GIVEN INSTRUCTION: Please copy each of the entries below word for word, leaving out the pictures.

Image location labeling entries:
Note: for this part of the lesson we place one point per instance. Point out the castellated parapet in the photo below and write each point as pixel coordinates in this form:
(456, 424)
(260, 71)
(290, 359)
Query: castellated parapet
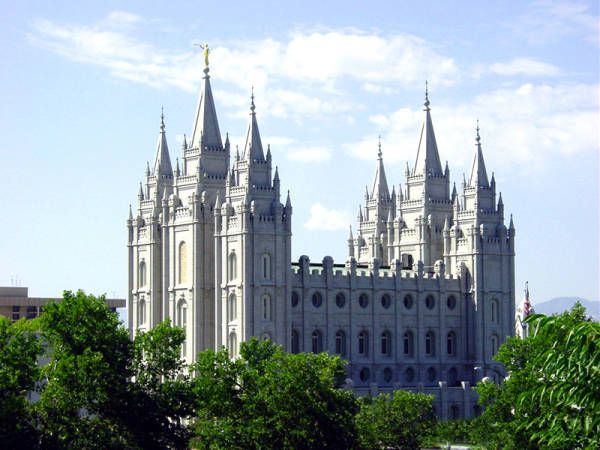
(423, 301)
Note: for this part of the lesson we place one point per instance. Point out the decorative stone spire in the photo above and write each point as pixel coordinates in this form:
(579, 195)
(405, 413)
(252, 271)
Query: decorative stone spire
(478, 173)
(206, 126)
(253, 150)
(162, 162)
(428, 158)
(380, 189)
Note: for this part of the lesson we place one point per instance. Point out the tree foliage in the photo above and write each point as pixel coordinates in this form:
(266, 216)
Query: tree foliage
(268, 398)
(402, 420)
(552, 373)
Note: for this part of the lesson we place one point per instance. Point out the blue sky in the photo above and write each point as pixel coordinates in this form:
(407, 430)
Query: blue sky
(83, 83)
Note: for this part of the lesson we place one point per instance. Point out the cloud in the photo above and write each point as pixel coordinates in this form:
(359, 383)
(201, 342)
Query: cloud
(522, 128)
(525, 66)
(550, 21)
(325, 219)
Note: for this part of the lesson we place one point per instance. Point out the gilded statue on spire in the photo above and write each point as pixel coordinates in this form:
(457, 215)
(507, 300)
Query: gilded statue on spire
(206, 52)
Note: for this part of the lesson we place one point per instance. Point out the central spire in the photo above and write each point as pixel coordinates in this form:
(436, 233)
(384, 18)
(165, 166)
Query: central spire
(206, 126)
(253, 147)
(380, 188)
(428, 158)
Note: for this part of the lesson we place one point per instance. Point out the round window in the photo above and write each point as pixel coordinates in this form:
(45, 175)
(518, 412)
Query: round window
(365, 374)
(317, 299)
(340, 300)
(386, 301)
(451, 302)
(430, 302)
(363, 300)
(387, 375)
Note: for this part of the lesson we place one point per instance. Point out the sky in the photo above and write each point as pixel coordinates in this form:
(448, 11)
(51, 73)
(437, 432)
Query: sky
(83, 84)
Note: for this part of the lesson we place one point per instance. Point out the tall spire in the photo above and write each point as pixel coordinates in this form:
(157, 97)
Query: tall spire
(206, 125)
(428, 158)
(380, 188)
(253, 147)
(162, 162)
(478, 172)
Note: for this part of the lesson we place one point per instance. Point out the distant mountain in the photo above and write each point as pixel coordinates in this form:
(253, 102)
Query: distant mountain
(561, 304)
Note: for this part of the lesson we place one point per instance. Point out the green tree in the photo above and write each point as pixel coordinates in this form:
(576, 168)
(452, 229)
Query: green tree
(104, 390)
(20, 349)
(402, 420)
(268, 398)
(507, 419)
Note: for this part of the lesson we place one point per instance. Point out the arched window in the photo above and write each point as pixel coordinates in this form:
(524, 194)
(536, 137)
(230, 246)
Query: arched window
(232, 307)
(142, 274)
(386, 301)
(266, 266)
(430, 344)
(408, 344)
(232, 344)
(363, 300)
(267, 307)
(363, 343)
(317, 299)
(494, 311)
(232, 266)
(340, 343)
(142, 312)
(317, 341)
(295, 342)
(182, 262)
(451, 344)
(495, 342)
(430, 302)
(386, 343)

FINISHED TASK:
Note: for this part of the lesson we place one point per instance. Point out the castellated parapet in the photo below and write each point as pixel coordinates in this form:
(456, 424)
(260, 71)
(290, 359)
Query: castellated parapet
(423, 301)
Note: for this part of the lesson we place one point per instance. Point out the decorative stone spire in the photo above and write each point as pixel coordinates in this form:
(579, 195)
(405, 413)
(252, 271)
Query: decorative stone spire
(478, 173)
(206, 126)
(253, 150)
(162, 162)
(428, 158)
(380, 189)
Note: for this part of the lesson we place one point per instance. Point out the tree foliage in the photo above and write each point as pixel coordinates in this form:
(266, 216)
Query: tree foliage
(268, 398)
(402, 420)
(552, 373)
Note: for this part of the lesson we place one point per instance. Point out the blue sky in the photo above and write each point as pixel coordinates in this form:
(407, 430)
Query: blue sky
(83, 83)
Note: for this part of the lesson we place one point per instance. Point out the cloud in the photo above and write each point as pixel coordinates in this form:
(359, 383)
(201, 342)
Query: cloud
(522, 128)
(525, 66)
(550, 21)
(325, 219)
Note: for this part of the lesson we place one point per instance. Point out the gilded statue on spire in the photo above and write each point as pixel coordinates in this form:
(457, 215)
(507, 300)
Query: gilded statue on spire
(206, 52)
Note: for this part of the lesson we place one point per instance. Point out the central spire in the photo above and write each point as pixel coordinates in this form:
(436, 233)
(384, 18)
(165, 166)
Query: central spire
(206, 126)
(253, 147)
(380, 188)
(428, 158)
Note: for this part of the lesson we place one point per instance. Point out the round window in the photo above and write each point as pixel coordinates in this form:
(45, 175)
(518, 412)
Query: round window
(365, 374)
(317, 299)
(340, 300)
(386, 301)
(451, 302)
(430, 302)
(363, 300)
(387, 375)
Note: for this part of the lesson we place one point per instance. Point out the sky in the photo above and write each point as pixel coordinates in this form:
(448, 11)
(51, 73)
(437, 432)
Query: sky
(83, 84)
Note: for this part of the lesson we place one point per instance. Point out the tall spire in the photo above and write each point as pixel coordinates in this form:
(157, 97)
Query: tall spire
(206, 125)
(428, 158)
(380, 188)
(253, 147)
(162, 162)
(478, 172)
Note: for this part of the lesson we place one point per instance. Point out the distant mountain in the photo above and write each point as pixel coordinates in this form:
(253, 102)
Query: distant mountain
(561, 304)
Note: for this part of the lesson we place one point per instance. Point out the green tree in the photo above and write each point as pixel coordinates in this form:
(576, 168)
(452, 229)
Query: green tree
(104, 390)
(20, 349)
(402, 420)
(268, 398)
(507, 419)
Note: for this part of the lesson we place one point per instance. Point out the arched window in the photo above and write each point as pixel coordinates in this form:
(524, 194)
(536, 137)
(230, 246)
Query: arched window
(232, 307)
(142, 274)
(386, 301)
(266, 266)
(430, 344)
(408, 344)
(232, 344)
(363, 300)
(267, 307)
(363, 343)
(317, 299)
(494, 311)
(232, 266)
(340, 343)
(142, 312)
(317, 341)
(295, 342)
(182, 262)
(451, 344)
(495, 342)
(430, 302)
(386, 343)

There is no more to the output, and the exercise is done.